That sounds awfully strenuous. What’s your solution? How can you help those entrepreneurs extricate themselves from that mess?

Nikolai Ladanyi: In our view, good – in other words, genuine – growth is characterized not only by nominal values, but always also by a completely healthy and therefore lastingly effective balance among all four relevant core action fields and their important interactions.

Where strategy is concerned, we help companies and their teams to be more ambitious, bigger, wider and more audacious in their thinking … in other words, to think more boldly.

Where execution is concerned, we help them understand how to take more precise, focused and concrete action and do so consistently.

It’s also important for them to get the right people on board.

Finally, it’s crucial for companies to stay financially liquid throughout the process.

Ralph Chromik: We leverage our scale up method to help them. Over 40,000 companies worldwide are already successfully working with it. We have also adapted and enhanced it for the German and European market.

Importantly, the approach we take to teaching this method – especially in our Academy – is an exceptionally valuable mix of coaching, learning, sharing and application.

There are lots of consultants and methods out there. What makes you so special?

Ralph Chromik: Formally, we define ourselves as an unpretentious coaching service provider that helps companies achieve above-average growth targets better, faster and more easily. In practical terms, we are like an effective all-round development turbocharger.

We inspire by presenting ideas, recipes for success, theories and so on in an easy-to-understand, practically relevant way. We galvanize our clients by showing them real-world examples of how companies have put this inspiration into practice. And we enable them with simple exercises that let managers apply our concepts, recipes for success, theories etc. just as easily.

Nikolai Ladanyi:

We’re especially good at combining all of the relevant topics in an unusually effective way and very quickly advancing to hands-on action, while others spend eons explaining the theory.

And we like to call a spade a spade (no disrespect intended) and take our clients out of their comfort zone. We never put wolves in sheep’s clothing or take the responsibility away from them. Rather, we support teams in recognizing their own mission and strategy, which all companies and individuals already have deep down, so that they turn into truly excellent teams that not only easily achieve their goals but also grow far beyond them.


What’s in it for the people and brands that let you coach them?

Nikolai Ladanyi: In our estimation, scale up is the only truly holistic method that provides optimally applicable lessons and tools to hungry, dynamically growing companies for efficiently and pragmatically mastering their growth-related challenges.

Ralph Chromik: Practically speaking, this can generate a whole bunch of positive effects for everyone who’s willing to embark on this journey with us.

For example, you achieve top performance as a brand without constantly having the feeling that you’re squeezing blood from a stone.

And you have a list of clear priorities for the next three months.

And both staff and management actively work to grow the company, week after week.

And there’s a clear strategic plan as the basis for making all decisions every day, and everyone on the team pulls on the same rope.

And you climb out of the hamster wheel, stop constantly fighting fires and win back your oh-so-valuable personal freedom.

And everyone at the firm calms down and regains their confidence.

The bottom line is that you get predictable results and have better structures and processes.

Why are growth companies so important?

Ralph Chromik:

We basically love the idea of lifelong learning and development, and therefore passionately support these things. But scale ups also have a very important impact on society.

Our definition of a scale up is a company whose workforce or sales grows by more than 20% annually over a period of three years, starting from a base of more than 10 employees.

A study carried out by the National Economy Council in the U.K. in 2014 explains with striking clarity that growth of only one percent annually at growth companies in Britain would create 238,000 additional jobs and boost the gross value added by £38 billion in only three years. In the medium term, provided that the training gap is closed, this could generate £96 billion a year, resulting in 150,000 more jobs and a total of £225 billion more gross value added by the year 2034.

Nikolai Ladanyi: This untapped potential, more than anything, is what motivates us to guide more companies toward “limitless growth”, ultimately to improve the lot of people in general – also in Germany and the rest of Europe.

» **EXTRACTED INFORMATION**
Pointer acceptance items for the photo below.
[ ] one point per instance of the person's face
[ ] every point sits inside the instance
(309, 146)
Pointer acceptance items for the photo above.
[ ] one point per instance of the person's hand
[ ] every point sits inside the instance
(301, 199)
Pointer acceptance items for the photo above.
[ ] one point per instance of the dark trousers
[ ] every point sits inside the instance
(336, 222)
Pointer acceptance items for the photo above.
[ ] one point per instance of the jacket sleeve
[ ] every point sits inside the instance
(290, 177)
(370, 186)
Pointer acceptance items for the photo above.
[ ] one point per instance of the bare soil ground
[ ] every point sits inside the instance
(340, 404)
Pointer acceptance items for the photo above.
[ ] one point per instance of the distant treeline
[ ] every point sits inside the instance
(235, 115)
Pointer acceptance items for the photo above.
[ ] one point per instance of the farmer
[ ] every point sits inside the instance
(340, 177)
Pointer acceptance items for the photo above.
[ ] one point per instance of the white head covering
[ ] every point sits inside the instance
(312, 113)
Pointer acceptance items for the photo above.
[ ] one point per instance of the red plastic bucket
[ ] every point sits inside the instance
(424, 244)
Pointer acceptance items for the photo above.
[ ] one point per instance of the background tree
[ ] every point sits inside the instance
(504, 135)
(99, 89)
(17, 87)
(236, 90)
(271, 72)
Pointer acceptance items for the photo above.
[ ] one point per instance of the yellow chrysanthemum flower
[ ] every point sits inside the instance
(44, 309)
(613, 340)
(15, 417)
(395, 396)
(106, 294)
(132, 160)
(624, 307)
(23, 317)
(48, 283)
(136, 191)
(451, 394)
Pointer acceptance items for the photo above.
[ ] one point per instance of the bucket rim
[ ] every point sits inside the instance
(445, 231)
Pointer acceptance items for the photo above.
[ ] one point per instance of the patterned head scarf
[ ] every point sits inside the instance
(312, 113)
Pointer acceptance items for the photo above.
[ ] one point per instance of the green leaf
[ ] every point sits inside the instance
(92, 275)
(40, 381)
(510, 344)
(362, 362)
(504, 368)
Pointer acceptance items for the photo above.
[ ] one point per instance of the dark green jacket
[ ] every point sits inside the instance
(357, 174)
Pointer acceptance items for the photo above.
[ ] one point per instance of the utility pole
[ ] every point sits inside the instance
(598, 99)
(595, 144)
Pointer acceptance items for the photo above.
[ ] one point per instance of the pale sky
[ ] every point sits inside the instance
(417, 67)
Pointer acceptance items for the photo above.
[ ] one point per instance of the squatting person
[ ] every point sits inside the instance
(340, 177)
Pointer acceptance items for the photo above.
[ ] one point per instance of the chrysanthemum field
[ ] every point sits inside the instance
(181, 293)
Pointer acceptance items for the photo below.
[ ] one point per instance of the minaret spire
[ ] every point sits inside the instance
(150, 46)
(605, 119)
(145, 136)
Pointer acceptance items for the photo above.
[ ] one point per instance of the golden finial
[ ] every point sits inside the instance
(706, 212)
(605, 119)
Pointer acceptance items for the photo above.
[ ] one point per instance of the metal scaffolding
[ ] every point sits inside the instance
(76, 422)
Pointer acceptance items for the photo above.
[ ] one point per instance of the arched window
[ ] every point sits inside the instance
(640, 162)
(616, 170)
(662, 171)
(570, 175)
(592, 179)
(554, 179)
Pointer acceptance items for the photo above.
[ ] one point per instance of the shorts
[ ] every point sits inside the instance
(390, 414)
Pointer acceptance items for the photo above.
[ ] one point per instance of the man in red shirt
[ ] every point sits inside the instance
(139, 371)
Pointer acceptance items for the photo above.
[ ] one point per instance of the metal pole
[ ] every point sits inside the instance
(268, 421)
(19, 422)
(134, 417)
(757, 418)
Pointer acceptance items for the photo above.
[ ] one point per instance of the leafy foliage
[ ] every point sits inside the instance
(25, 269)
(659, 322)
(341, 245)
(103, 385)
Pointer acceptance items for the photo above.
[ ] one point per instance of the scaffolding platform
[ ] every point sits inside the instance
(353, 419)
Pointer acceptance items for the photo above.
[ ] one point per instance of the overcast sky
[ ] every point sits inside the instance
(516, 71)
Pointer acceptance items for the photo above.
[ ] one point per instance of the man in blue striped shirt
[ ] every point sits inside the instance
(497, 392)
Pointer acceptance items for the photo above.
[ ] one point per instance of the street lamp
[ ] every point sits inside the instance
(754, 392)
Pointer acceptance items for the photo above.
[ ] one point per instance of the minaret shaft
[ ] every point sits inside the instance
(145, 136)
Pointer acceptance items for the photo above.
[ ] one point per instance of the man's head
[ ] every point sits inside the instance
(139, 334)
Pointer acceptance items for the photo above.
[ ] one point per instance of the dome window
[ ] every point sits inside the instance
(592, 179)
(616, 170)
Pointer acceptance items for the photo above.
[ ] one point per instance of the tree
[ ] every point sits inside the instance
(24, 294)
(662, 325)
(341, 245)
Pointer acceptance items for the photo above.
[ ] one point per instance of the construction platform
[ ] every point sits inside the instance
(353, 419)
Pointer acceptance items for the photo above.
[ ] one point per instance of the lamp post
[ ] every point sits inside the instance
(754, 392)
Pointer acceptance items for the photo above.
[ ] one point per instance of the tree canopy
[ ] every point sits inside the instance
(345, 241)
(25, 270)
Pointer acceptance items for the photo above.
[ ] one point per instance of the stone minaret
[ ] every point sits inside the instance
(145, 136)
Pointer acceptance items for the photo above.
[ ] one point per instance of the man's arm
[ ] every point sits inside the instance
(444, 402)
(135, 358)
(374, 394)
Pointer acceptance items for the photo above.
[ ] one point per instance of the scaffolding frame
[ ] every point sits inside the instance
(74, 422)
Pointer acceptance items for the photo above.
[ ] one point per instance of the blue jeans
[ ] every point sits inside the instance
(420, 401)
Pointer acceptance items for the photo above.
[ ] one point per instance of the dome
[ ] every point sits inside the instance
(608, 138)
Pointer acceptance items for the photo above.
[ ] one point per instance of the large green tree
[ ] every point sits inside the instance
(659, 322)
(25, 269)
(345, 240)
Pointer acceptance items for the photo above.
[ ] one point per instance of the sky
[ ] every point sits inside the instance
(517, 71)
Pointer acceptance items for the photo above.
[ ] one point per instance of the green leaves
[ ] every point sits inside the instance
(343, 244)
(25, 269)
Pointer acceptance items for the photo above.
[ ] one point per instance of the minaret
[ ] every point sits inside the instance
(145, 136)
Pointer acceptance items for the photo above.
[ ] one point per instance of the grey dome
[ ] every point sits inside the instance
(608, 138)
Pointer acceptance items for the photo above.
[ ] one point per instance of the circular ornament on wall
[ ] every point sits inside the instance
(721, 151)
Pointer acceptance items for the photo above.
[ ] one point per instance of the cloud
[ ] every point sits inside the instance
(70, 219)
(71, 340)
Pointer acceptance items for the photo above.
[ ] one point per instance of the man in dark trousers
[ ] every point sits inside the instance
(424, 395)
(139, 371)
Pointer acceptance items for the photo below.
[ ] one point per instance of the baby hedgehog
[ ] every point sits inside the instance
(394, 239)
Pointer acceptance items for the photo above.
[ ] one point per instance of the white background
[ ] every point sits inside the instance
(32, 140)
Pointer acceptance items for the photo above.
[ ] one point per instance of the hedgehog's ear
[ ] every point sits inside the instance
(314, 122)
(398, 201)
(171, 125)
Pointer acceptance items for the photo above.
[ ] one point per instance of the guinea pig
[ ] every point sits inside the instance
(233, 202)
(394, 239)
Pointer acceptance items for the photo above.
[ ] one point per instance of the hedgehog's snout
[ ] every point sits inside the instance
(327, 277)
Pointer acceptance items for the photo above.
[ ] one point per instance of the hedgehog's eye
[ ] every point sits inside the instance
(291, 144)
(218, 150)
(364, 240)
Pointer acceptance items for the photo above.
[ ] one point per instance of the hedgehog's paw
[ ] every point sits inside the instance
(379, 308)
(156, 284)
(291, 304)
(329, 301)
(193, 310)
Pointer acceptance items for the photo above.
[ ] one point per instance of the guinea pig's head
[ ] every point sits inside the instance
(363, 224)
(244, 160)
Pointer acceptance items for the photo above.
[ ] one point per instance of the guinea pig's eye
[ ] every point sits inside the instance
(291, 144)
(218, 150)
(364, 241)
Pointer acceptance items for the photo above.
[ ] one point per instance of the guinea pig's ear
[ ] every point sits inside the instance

» **AIM OF THE TASK**
Please answer from the interview above: how many companies worldwide are already working with the scale up method?

» **EXERCISE SOLUTION**
Over 40,000 companies.